▸ **TEXT SEGMENT**

· · · · · · ·

# Buy PDF now, print later?



## Cheiromancer (Jun 11, 2005)

I've heard that there are still revisions to be made to Elements of Magic, Revised.  So while I would like to order the PDF + Print version now, I would rather wait on the print version and have it be the final version.  Or at least more final than it is now.

The PDF costs 9.95 on RPG Now, and the PDF + Print costs 17.95

If I buy the PDF now, do I get a credit on the PDF + Print version later on?  If so, do I get the PDF price as a discount?

I have also heard that Lyceian Arcana will be compiled with the EoMR.  If I buy LA on PDF, can I get the compiled version at some future point with the PDF prices as a discount?


----------



## Cheiromancer (Jun 26, 2005)

I'm sure there is a reason why my questions have not been answered after two weeks on the front page.  Since I have seen Ranger Wickett and Hellhound post on this forum, I can't conclude that no one from EN Publishing forum browses the EN Publishing forum.  It seems unreasonable to conclude they have no knowledge about how EN Publishing products are priced and ordered.  Perhaps they read only the threads that they start?  That seems very odd, but not totally impossible.

· · · · · · ·

▸ **WHAT TO WORK ON**
1. Answer these questions about the forum thread:
(a) How much does the PDF cost on RPG Now?
(b) What has Lyceian Arcana reportedly been going to be compiled with?
(c) How long have the questions gone unanswered on the front page?
2. Rewrite the part of the forum thread that begins at the words "## Cheiromancer (Jun 26, 2005)" and ends after "not totally impossible.", changing "odd" to "strange".
The entries after this point come from a different source than the forum thread.

▸ **DATA LINES**
· · · · · · ·

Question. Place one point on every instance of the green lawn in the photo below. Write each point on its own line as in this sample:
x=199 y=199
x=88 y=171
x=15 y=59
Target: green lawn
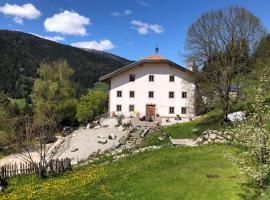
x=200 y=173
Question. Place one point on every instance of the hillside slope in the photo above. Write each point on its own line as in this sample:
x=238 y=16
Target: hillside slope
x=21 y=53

· · · · · · ·

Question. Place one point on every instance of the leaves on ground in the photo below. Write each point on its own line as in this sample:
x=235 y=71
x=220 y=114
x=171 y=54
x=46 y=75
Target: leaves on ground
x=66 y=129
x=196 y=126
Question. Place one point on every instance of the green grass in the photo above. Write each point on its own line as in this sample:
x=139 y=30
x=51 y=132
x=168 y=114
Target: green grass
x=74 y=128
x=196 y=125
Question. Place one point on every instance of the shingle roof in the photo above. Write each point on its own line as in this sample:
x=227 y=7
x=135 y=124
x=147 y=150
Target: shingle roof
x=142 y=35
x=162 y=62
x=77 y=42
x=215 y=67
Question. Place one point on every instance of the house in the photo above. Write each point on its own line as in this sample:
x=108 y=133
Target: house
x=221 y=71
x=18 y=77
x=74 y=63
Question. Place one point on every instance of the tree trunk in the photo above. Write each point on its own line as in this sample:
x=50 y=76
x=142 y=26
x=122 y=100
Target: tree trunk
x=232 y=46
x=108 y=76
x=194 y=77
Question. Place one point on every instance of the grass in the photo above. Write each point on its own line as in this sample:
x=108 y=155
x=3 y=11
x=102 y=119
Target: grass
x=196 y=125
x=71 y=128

· · · · · · ·

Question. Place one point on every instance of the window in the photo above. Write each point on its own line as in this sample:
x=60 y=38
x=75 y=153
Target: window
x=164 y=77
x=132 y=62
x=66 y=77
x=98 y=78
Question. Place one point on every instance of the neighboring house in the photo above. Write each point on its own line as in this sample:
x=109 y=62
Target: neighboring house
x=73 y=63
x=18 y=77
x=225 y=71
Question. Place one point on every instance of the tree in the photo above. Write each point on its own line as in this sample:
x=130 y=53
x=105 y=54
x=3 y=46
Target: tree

· · · · · · ·

▸ **IN RESPONSE**
1.
(a) 9.95
(b) The EoMR
(c) Two weeks

2.
## Cheiromancer (Jun 26, 2005)

I'm sure there is a reason why my questions have not been answered after two weeks on the front page.  Since I have seen Ranger Wickett and Hellhound post on this forum, I can't conclude that no one from EN Publishing forum browses the EN Publishing forum.  It seems unreasonable to conclude they have no knowledge about how EN Publishing products are priced and ordered.  Perhaps they read only the threads that they start?  That seems very strange, but not totally impossible.